[Stored data]
** START **

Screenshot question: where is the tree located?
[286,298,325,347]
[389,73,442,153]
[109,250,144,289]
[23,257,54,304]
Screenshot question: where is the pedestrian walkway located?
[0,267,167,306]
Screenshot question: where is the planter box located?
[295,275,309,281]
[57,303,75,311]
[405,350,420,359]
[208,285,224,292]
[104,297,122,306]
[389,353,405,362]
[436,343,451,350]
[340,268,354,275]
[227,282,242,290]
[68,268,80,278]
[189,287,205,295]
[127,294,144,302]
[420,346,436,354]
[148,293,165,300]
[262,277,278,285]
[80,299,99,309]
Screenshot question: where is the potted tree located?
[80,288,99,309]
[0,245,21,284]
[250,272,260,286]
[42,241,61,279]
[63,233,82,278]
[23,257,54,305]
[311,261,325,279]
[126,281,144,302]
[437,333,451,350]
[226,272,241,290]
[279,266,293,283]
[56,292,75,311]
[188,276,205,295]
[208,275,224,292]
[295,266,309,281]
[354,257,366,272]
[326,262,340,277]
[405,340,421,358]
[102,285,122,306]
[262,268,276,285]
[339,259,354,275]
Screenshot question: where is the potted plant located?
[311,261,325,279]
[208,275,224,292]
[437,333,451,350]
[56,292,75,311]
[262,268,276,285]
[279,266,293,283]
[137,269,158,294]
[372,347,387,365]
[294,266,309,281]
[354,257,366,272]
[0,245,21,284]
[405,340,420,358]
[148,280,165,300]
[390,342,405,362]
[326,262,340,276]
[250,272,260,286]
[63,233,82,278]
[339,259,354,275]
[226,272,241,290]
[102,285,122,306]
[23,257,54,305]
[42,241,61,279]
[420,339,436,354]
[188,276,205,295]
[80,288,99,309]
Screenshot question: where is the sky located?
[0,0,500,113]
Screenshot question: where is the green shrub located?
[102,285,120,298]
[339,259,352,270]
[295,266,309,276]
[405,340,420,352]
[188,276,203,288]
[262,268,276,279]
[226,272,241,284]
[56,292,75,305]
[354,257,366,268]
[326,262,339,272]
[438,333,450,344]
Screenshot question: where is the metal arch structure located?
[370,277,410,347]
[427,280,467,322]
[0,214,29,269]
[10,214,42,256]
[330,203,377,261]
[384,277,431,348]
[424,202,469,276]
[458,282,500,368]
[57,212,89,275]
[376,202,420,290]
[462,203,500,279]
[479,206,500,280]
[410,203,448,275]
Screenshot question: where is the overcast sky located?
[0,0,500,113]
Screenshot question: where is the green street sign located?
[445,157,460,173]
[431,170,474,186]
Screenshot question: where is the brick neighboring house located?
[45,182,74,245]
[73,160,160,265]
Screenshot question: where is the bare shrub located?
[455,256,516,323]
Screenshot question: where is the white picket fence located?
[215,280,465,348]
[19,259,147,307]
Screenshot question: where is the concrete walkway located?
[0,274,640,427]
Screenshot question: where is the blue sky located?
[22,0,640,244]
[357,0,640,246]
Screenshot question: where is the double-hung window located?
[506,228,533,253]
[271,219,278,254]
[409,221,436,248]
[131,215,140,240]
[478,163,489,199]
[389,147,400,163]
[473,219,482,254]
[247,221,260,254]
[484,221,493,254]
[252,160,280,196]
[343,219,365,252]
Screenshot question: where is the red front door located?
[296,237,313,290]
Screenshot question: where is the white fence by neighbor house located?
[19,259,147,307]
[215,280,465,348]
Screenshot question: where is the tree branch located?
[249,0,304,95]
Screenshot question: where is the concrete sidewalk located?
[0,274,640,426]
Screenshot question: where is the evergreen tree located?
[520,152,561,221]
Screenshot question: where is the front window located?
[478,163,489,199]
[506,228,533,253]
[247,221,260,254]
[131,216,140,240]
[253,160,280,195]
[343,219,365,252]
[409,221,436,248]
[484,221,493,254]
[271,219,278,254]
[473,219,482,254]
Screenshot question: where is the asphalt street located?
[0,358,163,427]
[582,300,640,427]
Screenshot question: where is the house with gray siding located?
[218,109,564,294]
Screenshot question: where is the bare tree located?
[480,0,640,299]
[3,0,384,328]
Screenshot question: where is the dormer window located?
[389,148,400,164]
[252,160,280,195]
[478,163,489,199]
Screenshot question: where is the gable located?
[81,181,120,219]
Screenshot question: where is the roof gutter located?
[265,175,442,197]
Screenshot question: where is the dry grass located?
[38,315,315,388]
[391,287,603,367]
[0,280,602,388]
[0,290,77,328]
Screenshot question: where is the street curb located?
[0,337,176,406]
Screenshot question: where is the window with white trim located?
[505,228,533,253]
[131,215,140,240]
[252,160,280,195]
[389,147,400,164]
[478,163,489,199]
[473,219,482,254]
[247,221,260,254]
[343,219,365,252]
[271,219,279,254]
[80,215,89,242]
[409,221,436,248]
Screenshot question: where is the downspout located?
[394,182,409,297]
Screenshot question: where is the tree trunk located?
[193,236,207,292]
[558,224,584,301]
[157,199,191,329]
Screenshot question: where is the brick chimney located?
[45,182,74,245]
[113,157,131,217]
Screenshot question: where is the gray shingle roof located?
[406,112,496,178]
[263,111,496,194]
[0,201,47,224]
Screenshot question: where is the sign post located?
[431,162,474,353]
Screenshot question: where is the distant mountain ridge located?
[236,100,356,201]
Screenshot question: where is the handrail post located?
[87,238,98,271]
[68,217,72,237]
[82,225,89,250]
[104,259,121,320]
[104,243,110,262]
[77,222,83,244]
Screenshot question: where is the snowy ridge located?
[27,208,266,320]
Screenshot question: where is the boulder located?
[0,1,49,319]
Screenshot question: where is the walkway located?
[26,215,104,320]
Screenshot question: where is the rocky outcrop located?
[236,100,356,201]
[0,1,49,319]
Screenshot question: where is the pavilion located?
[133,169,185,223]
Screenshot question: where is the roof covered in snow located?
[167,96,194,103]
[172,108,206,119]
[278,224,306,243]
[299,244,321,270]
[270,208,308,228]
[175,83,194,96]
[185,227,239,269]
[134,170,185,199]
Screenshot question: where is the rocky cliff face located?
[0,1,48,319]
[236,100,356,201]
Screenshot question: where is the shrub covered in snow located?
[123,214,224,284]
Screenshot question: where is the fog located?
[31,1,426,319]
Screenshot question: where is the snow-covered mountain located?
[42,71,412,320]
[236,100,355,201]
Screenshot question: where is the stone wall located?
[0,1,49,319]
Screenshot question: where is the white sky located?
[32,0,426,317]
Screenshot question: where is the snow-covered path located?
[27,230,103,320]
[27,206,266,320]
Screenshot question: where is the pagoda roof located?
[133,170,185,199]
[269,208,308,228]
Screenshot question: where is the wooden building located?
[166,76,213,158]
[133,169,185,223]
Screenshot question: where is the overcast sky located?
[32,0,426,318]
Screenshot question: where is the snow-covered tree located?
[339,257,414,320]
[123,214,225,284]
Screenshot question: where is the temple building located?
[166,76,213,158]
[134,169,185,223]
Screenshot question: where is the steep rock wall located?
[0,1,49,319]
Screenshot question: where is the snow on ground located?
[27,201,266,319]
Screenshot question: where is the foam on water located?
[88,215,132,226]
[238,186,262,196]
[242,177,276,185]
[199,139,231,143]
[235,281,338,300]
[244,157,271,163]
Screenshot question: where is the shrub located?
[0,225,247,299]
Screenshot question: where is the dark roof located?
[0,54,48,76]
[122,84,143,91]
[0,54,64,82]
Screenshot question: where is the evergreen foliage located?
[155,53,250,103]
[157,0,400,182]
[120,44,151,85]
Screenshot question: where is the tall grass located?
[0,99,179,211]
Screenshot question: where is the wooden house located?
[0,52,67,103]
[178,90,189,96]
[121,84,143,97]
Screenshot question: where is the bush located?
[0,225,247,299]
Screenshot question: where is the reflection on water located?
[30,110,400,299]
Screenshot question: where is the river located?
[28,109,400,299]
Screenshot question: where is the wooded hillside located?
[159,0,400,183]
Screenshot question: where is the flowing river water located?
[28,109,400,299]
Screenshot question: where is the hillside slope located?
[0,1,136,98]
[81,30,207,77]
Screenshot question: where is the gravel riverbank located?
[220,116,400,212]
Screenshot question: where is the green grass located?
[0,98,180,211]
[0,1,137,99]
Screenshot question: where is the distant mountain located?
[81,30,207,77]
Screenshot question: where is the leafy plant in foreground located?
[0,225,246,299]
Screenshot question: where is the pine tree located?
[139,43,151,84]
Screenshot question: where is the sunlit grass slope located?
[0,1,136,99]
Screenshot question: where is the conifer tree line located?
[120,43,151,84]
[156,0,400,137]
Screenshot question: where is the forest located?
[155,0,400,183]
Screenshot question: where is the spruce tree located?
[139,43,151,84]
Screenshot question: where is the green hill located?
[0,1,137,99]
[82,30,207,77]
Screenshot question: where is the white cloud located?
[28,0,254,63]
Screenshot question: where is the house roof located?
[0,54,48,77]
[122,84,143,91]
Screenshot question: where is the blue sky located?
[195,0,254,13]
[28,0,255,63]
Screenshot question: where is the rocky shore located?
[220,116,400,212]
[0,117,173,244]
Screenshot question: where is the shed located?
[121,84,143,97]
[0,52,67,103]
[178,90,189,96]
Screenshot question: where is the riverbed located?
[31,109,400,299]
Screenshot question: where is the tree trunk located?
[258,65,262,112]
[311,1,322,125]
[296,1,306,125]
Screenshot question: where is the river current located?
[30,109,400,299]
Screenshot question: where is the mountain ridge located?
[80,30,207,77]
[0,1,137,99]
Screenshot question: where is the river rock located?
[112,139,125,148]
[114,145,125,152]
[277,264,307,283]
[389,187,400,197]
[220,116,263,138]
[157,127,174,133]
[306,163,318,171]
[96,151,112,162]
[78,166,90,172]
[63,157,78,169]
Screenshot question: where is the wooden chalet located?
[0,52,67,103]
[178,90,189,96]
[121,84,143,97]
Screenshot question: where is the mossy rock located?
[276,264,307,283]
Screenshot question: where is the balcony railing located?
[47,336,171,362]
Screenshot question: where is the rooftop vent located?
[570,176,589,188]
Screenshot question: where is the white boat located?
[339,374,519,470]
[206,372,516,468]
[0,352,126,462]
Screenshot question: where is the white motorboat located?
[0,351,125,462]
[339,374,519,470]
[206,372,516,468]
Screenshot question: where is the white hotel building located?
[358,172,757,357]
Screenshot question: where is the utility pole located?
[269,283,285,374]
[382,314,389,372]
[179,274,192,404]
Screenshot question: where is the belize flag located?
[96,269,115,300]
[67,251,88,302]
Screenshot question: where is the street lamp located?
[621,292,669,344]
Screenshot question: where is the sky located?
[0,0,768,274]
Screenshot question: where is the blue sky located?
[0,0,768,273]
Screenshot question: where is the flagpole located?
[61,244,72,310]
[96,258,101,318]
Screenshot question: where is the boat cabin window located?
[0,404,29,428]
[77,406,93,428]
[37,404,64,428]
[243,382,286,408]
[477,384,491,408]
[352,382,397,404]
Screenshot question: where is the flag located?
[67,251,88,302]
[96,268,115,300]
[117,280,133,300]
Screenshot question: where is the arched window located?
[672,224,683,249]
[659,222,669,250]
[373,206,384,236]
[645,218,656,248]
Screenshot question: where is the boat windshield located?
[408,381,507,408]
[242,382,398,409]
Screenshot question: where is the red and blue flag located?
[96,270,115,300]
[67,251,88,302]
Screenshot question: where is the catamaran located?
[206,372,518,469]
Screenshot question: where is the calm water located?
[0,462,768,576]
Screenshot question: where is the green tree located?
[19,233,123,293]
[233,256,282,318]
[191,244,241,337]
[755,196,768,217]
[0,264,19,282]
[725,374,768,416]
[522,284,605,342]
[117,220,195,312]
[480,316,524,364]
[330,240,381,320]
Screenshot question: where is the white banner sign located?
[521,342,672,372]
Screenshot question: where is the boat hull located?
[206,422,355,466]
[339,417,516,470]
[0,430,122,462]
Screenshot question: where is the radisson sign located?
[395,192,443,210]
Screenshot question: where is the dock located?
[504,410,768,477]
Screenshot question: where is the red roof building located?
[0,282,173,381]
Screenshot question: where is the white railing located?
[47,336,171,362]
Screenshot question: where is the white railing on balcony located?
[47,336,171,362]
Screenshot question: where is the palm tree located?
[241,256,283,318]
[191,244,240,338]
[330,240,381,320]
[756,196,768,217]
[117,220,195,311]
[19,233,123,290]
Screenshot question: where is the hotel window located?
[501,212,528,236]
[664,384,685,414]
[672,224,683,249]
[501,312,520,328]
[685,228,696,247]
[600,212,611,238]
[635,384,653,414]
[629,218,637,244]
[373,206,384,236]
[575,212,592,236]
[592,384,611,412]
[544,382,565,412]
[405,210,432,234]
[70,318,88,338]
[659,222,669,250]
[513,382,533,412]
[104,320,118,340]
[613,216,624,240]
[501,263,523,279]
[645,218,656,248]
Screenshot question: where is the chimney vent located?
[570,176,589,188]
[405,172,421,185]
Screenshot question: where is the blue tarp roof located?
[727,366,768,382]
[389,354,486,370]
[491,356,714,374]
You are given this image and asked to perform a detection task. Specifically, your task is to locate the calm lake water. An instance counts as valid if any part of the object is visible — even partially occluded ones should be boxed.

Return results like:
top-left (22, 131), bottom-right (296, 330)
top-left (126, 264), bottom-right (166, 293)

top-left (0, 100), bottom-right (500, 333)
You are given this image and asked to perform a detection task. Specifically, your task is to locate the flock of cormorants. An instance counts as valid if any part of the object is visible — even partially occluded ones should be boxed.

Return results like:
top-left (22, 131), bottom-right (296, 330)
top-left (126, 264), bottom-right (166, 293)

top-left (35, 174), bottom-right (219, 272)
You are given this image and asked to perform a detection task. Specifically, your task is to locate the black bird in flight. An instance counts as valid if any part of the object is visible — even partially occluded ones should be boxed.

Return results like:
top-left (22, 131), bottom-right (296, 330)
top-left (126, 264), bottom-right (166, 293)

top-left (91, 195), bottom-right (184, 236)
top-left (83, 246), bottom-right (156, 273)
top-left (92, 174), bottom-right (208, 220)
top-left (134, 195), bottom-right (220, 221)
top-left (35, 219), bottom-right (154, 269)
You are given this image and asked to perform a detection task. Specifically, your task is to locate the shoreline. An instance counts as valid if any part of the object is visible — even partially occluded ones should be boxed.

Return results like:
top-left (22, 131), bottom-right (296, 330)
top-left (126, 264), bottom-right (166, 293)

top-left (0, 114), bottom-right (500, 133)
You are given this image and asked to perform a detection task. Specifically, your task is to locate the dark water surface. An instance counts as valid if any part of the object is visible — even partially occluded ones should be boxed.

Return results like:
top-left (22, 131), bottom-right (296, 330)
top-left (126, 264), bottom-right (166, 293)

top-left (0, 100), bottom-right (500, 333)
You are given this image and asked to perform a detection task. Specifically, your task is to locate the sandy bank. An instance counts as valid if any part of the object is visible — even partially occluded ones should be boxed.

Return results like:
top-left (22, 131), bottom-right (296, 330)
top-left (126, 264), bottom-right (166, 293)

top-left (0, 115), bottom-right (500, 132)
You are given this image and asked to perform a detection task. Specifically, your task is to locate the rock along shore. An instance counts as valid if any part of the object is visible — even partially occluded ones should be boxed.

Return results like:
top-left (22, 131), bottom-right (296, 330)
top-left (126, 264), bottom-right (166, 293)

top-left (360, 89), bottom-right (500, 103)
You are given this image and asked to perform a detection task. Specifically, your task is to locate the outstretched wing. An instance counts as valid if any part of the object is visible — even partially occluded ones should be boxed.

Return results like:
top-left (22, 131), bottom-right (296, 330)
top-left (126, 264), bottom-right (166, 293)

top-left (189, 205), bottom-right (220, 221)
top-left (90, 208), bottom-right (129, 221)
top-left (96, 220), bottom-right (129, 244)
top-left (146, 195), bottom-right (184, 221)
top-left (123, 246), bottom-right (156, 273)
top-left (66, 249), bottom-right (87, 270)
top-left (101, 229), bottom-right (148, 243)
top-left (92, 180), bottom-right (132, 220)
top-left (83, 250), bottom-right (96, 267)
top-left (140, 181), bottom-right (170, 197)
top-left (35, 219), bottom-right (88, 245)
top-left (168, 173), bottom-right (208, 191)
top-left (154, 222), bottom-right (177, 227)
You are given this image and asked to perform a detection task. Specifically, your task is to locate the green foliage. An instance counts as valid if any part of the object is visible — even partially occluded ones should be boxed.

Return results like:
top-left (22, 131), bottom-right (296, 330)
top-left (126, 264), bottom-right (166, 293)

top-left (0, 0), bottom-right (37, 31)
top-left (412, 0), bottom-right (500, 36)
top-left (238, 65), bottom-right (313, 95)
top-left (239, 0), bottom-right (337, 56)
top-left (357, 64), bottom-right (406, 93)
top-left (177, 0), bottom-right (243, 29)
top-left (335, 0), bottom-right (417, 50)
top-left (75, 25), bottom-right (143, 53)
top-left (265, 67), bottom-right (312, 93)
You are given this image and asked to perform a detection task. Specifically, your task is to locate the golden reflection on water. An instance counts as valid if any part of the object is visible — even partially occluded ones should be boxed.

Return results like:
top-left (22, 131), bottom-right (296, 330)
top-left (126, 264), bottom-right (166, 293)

** END **

**THE PROBLEM**
Please write out the lines again, starting at the line that has "Screenshot question: where is the planter" and stopping after the line that has "[80,299,99,309]", and swap "planter box" for "flower box" while leaving everything else unchanged.

**CORRECT RESULT**
Screenshot question: where is the flower box located?
[295,275,309,281]
[57,303,75,311]
[405,350,420,359]
[208,285,224,292]
[104,297,122,306]
[389,353,405,362]
[436,343,451,350]
[340,268,354,275]
[227,282,242,290]
[68,268,80,278]
[189,287,205,295]
[127,294,144,302]
[420,346,436,354]
[148,293,165,300]
[262,277,278,285]
[80,299,99,309]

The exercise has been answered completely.